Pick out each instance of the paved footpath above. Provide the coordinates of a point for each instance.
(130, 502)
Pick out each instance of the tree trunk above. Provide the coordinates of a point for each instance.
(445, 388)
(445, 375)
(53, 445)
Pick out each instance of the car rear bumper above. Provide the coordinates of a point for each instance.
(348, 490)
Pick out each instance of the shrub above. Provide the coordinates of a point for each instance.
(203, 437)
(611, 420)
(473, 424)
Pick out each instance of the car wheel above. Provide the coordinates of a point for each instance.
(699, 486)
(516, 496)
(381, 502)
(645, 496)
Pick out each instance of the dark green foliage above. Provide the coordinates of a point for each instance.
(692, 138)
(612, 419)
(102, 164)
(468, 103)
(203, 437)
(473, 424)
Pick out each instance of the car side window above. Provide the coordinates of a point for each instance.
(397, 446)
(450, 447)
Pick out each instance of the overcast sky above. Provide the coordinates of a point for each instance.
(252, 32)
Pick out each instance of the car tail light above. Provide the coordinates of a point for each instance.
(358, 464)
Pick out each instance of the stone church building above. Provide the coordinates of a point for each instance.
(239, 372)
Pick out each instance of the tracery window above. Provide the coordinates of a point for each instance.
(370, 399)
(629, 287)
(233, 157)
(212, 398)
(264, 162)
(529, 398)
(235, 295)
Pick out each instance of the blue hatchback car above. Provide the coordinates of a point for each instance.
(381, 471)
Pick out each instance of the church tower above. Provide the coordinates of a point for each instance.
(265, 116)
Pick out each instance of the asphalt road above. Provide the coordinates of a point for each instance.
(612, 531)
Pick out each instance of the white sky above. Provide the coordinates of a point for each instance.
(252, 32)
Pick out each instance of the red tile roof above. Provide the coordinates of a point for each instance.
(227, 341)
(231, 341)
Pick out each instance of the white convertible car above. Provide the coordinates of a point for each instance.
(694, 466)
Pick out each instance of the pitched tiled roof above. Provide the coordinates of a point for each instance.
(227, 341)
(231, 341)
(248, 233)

--------------------

● **Directions**
Quote the listing in full, please, keeping every line exact.

● **Correct answer**
Pick out each instance of the paved footpath above. Provide the coordinates of a point for each instance.
(130, 502)
Pick out each instance of the tree trunk above. Provide the coordinates of a point for each instance.
(445, 388)
(445, 375)
(53, 445)
Pick out each instance of the car rear bumper above. Provide the coordinates of a point for each instance.
(348, 490)
Pick out each instance of the shrub above. Provide the coordinates of a point for each instance.
(203, 437)
(611, 420)
(473, 424)
Pick out each instance of the car wheel above. Provide the coordinates of a point for each instance.
(699, 486)
(516, 496)
(381, 502)
(645, 496)
Pick out each instance of the dark green foliage above. Provide the coordinates of a point for each instance.
(692, 138)
(612, 419)
(102, 164)
(468, 103)
(203, 437)
(473, 424)
Pick out each instance of the car side window above. Provide the coordinates of a point for each instance.
(397, 446)
(450, 447)
Pick out each instance of the overcast sky above. Provide the coordinates of a point for each instance.
(252, 32)
Pick out each instance of the car tail light above. Provide the coordinates of a point for each instance.
(358, 464)
Pick out each instance of the stone church building above. Provide the coordinates of a point for each instance.
(239, 372)
Pick out each instance of the tracery window above. Provide the coordinates of a point for each instance.
(370, 399)
(629, 287)
(233, 157)
(212, 398)
(264, 162)
(529, 398)
(235, 295)
Pick out each instance of the blue hatchback car above. Provide the coordinates of a point for each instance.
(381, 471)
Pick out each instance of the church tower above. Provide the coordinates of a point for each instance.
(265, 116)
Pick out each instance of the asphalt road above. Provide the coordinates of a point for each instance.
(612, 531)
Pick out each instance of the white sky above. Provide the coordinates of a point for each instance.
(252, 32)
Pick out each instance of the red tile roof above. Provide the coordinates of a point for each instance.
(227, 341)
(231, 341)
Pick out each instance of the white convertible car above. Provide the coordinates of a point for each instance.
(694, 466)
Pick out each instance of the pitched tiled roof above. Provide the coordinates of a point for each instance.
(227, 341)
(231, 341)
(248, 233)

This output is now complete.